## What to produce
All of the listing below must be repeated word for word. Pictures are the only thing to omit.
— Start —
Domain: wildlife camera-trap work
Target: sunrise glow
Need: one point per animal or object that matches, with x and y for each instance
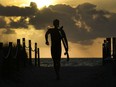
(42, 3)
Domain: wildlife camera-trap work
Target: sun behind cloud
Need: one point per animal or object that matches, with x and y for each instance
(42, 3)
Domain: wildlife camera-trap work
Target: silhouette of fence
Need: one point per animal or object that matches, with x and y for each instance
(109, 50)
(14, 57)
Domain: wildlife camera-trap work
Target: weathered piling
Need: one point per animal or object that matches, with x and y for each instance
(38, 57)
(35, 54)
(24, 52)
(30, 55)
(108, 47)
(114, 48)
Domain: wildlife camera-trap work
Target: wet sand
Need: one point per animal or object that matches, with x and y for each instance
(81, 76)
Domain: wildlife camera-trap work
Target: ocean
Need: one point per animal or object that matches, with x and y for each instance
(74, 62)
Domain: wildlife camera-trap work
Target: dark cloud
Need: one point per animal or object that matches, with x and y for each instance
(21, 23)
(8, 31)
(18, 11)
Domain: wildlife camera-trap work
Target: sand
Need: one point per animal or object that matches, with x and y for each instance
(82, 76)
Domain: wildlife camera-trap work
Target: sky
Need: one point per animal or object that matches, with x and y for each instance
(86, 23)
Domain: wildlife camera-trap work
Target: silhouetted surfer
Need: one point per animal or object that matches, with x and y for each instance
(56, 37)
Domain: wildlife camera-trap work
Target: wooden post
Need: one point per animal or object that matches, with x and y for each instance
(1, 49)
(30, 55)
(24, 52)
(103, 52)
(38, 57)
(114, 48)
(1, 45)
(35, 54)
(18, 54)
(109, 47)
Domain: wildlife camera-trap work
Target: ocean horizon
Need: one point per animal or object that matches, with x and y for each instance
(73, 62)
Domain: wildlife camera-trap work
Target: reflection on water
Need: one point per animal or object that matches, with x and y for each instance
(74, 62)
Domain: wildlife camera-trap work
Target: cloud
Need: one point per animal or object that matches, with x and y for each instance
(18, 11)
(8, 31)
(82, 24)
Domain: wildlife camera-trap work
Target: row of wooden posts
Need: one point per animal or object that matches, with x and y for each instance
(36, 50)
(109, 48)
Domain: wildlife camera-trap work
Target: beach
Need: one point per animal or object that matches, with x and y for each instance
(71, 76)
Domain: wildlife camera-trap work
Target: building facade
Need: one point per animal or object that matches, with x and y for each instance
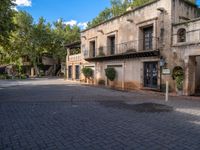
(143, 41)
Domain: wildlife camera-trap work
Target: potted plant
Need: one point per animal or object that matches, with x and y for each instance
(111, 75)
(88, 73)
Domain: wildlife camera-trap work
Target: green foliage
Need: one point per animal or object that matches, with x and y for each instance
(118, 7)
(6, 21)
(34, 39)
(87, 72)
(111, 73)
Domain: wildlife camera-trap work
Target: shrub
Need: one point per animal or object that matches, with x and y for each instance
(87, 72)
(110, 73)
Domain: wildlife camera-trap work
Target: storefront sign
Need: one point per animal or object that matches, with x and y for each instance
(166, 71)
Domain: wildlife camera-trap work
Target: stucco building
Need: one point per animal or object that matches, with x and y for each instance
(138, 42)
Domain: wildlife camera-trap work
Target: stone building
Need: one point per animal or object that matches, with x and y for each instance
(143, 41)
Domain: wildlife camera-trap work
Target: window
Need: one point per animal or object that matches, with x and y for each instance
(181, 35)
(92, 49)
(148, 38)
(111, 45)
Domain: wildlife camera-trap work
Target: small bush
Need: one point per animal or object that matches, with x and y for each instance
(87, 72)
(110, 73)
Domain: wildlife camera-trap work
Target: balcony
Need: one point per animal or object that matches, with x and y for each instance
(131, 49)
(76, 57)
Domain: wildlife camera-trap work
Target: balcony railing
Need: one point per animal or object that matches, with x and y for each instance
(125, 48)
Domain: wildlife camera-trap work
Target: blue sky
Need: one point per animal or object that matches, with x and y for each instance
(71, 11)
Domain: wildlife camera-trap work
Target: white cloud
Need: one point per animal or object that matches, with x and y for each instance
(82, 25)
(71, 22)
(26, 3)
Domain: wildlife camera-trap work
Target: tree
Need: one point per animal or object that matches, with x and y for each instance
(118, 7)
(6, 21)
(137, 3)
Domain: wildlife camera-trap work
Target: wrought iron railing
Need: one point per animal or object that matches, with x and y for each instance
(125, 48)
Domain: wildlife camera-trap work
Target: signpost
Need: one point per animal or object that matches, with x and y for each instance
(166, 71)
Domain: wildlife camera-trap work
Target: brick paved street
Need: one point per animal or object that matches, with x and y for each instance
(56, 115)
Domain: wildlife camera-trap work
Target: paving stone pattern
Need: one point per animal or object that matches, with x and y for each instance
(72, 117)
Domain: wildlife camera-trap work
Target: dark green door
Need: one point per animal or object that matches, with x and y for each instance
(151, 74)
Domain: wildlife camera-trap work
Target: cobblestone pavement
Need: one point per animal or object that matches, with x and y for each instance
(53, 114)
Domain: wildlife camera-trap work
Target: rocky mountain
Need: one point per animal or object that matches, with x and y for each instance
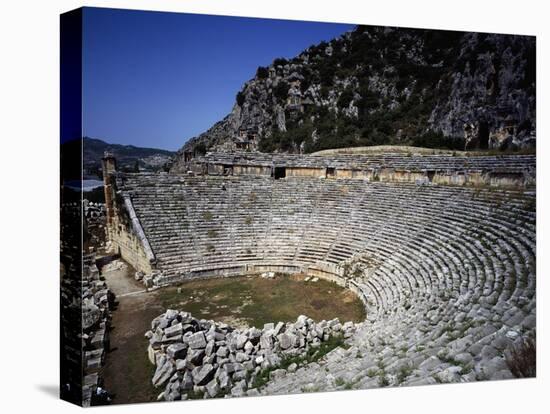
(128, 156)
(381, 85)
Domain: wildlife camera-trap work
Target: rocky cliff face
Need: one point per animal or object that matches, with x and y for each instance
(377, 85)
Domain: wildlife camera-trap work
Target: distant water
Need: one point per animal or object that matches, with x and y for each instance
(87, 185)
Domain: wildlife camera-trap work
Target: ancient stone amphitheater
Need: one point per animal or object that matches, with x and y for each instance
(440, 249)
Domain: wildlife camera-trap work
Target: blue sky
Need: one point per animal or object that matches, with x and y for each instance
(157, 79)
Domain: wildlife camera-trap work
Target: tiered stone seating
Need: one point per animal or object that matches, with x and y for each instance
(434, 264)
(400, 161)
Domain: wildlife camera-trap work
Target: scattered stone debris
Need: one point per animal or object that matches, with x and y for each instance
(96, 319)
(204, 358)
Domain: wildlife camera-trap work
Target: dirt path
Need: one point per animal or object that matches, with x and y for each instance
(128, 372)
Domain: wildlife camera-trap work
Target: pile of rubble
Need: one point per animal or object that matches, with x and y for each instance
(199, 358)
(96, 317)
— End —
## Answer to this problem
Domain: wildlife camera-trap work
Target: sunrise glow
Need: one point per animal or object that matches, with x and y for each instance
(42, 3)
Domain: wildlife camera-trap work
Target: sun behind cloud
Need: one point per animal or object that matches, with x and y for each instance
(42, 3)
Domain: wildlife camera-trap work
Target: silhouette of fence
Need: one point per animal or object that matches, with x and y for each instance
(109, 50)
(14, 57)
Domain: wildlife camera-trap work
Target: weathered piling
Need: one point per animal or object that matches, with x and y for each instance
(38, 57)
(35, 54)
(24, 52)
(30, 55)
(108, 47)
(114, 48)
Domain: wildlife camera-trap work
Target: wet sand
Need: one point per animal or object that matches, with x and y for each instance
(81, 76)
Domain: wildlife camera-trap work
Target: ocean
Need: one point per animal or object that matches, with x and y for each instance
(74, 62)
Domain: wildlife camera-trap work
Target: dark cloud
Need: one point per animal or object that matches, with x and y for each instance
(21, 23)
(8, 31)
(18, 11)
Domain: wildlife camera-trap work
Target: sand
Need: one point per animal or object that matches, with x and y for each instance
(82, 76)
Domain: wildlife camera-trap work
Target: sky
Need: one point per animal or object that matches, with x and y for each instance
(86, 23)
Domain: wildlife camera-trap work
Target: silhouetted surfer
Need: one point per animal or object that matches, with x and y for each instance
(56, 37)
Domain: wildlife camera-trap work
Target: wooden post
Need: one point per animal or object that matches, with x and y for each instance
(1, 49)
(30, 55)
(24, 52)
(103, 52)
(38, 57)
(114, 48)
(1, 45)
(35, 54)
(18, 54)
(109, 47)
Domain: wildlife camera-trap work
Target: ocean horizon
Need: one point per animal or object that matches, with x and y for each instance
(73, 62)
Domain: wildlife camera-trap work
Target: reflection on water
Need: one point per animal or object that matches, with x and y for each instance
(74, 62)
Domain: wildlife camera-trap work
Target: cloud
Need: one point per animal or object that matches, with x and y for each instance
(18, 11)
(8, 31)
(82, 24)
Domain: wildlife camera-trap work
Target: row of wooden posts
Need: one point per animal or object that matches, with x and y for each instance
(36, 50)
(109, 48)
Domain: wildlife camera-trap work
Target: beach
Need: one point per animal or object that matches, with x and y for each instance
(71, 76)
Domain: wildlife camera-trap work
Target: building facade
Need: one point per animal or object that matches, with x and y for each instance
(143, 41)
Domain: wildlife camera-trap work
Target: potted plant
Need: one point per animal or object that matches, with x and y for each instance
(111, 75)
(88, 73)
Domain: wildlife camera-trap work
Target: green foliage
Need: one point per animal or object that matches, with x and y for each instance
(118, 7)
(6, 21)
(34, 39)
(87, 72)
(111, 73)
Domain: wildlife camera-trap work
Target: shrub
Need: one point per animal or object that matches, with x and y for each instance
(87, 72)
(110, 73)
Domain: wildlife camera-trap work
Target: storefront sign
Need: one point per animal or object that matches, with x and y for each instance
(166, 71)
Domain: wildlife camera-trap work
Target: stucco building
Need: one point per animal or object that matches, with x and y for each instance
(138, 42)
Domain: wildlife camera-trap work
Target: stone building
Need: one point per animal or object that matches, with x and y for each instance
(143, 41)
Domain: wildlife camera-trap work
Target: window
Need: one point per animal or object that matches, with x and y for each instance
(181, 35)
(92, 49)
(148, 38)
(111, 45)
Domain: wildlife camera-trap work
Target: small bush
Need: one point per animal or object that matches, with x and y for each instance
(87, 72)
(110, 73)
Domain: wildlife camera-trap work
Target: balcony
Need: one point per animal or object that matches, with x and y for each instance
(131, 49)
(76, 57)
Domain: wildlife camera-trap work
Target: balcony railing
Need: one point per animal or object that matches, with x and y for each instance
(125, 48)
Domain: wildlife camera-trap work
Target: blue sky
Need: one point per animal or object that matches, with x and y for each instance
(71, 11)
Domain: wildlife camera-trap work
Target: white cloud
Need: one point per animal or object that matches, with x and y for each instance
(82, 25)
(71, 22)
(26, 3)
Domain: wildlife camera-trap work
Target: tree
Need: one point per animal or object that matches, with x and y for each instance
(118, 7)
(6, 21)
(137, 3)
Domain: wildlife camera-trap work
Target: wrought iron railing
Need: one point per animal or object that matches, with x and y for each instance
(125, 48)
Domain: wildlife camera-trap work
Target: signpost
Need: one point per animal or object that matches, with x and y for each instance
(166, 71)
Domain: wildlife camera-trap work
Target: brick paved street
Need: one point per animal or object that matches, with x and y for each instance
(56, 115)
Domain: wildlife camera-trap work
Target: paving stone pattern
Need: one point per animal or object that matches, with x and y for each instance
(72, 117)
Domain: wildlife camera-trap work
Target: dark green door
Need: one point per animal or object that matches, with x and y for each instance
(151, 74)
Domain: wildlife camera-trap work
Target: cobblestone pavement
Need: one point per animal or object that matches, with x and y for each instance
(53, 114)
Domain: wildlife camera-trap work
Target: rocky mountain
Need: one point per animal or object that matches, with x and y for each instance
(128, 156)
(381, 85)
Domain: wildlife camera-trap work
Target: rocky cliff face
Need: one point per animal or object that matches, with x and y for each instance
(377, 85)
Domain: wildlife camera-trap work
Target: distant water
Need: one point per animal or object that matches, with x and y for each instance
(87, 185)
Domain: wildlife camera-trap work
Target: ancient stone amphitheater
Need: one point per animal or object that matches, with x and y for each instance
(440, 249)
Domain: wildlife camera-trap work
Target: blue sky
Need: one point per animal or object that matches, with x and y for each instance
(157, 79)
Domain: wildlife camera-trap work
Target: tiered stone seating
Need: one point per animal or object that matches, with x and y for each instance
(434, 264)
(400, 161)
Domain: wildlife camera-trap work
Target: scattered stone debris
Need: one point per animal or object that matches, with x and y for each instance
(96, 319)
(204, 358)
Domain: wildlife camera-trap work
Target: dirt path
Need: one point per animal or object that matches, with x and y for each instance
(128, 372)
Domain: wildlife camera-trap work
Target: pile of rubble
Need: one point per animal or object that matches, with x and y for each instance
(199, 358)
(96, 317)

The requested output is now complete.